(GIVEN INFORMATION)

◇ ◇ ◇

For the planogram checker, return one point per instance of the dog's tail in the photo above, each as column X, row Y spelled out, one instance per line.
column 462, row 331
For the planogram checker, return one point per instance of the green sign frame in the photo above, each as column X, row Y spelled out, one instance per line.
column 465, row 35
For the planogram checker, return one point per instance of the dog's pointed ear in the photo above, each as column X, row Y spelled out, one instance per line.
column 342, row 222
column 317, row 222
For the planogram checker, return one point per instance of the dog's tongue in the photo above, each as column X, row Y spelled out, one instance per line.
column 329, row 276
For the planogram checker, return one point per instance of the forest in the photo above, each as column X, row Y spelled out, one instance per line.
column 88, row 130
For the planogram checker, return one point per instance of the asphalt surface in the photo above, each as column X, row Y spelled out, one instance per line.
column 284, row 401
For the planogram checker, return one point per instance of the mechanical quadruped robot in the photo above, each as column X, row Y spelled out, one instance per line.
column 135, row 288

◇ ◇ ◇

(INSTRUCTIONS FOR THE TASK)
Retype all of the records above line for line, with no change to any word or number.

(EXERCISE OUTPUT)
For the planogram checker, return one point per instance of the dog's tail in the photo above, each as column X, row Y spelled out, one instance per line.
column 462, row 331
For the planogram checker, return one point per instance of the green sign frame in the photo above, each as column X, row Y spelled out, one instance per line.
column 465, row 35
For the planogram checker, return one point per instance of the dog's pointed ear in the photo above, each as column X, row Y spelled out, one instance per line.
column 342, row 222
column 317, row 222
For the planogram checker, return one point per instance of the dog's tongue in the photo above, each as column X, row Y spelled out, one instance per line.
column 329, row 276
For the planogram checker, return one point per instance of the forest in the photo above, each as column X, row Y spelled out, one instance per line.
column 88, row 130
For the planogram checker, return one point per instance of the asphalt surface in the photo above, each as column X, row Y spelled out, one instance per line.
column 284, row 401
For the planogram checker, return one point per instance of the mechanical quadruped robot in the photo above, each as column X, row Y spelled out, one instance per line.
column 135, row 288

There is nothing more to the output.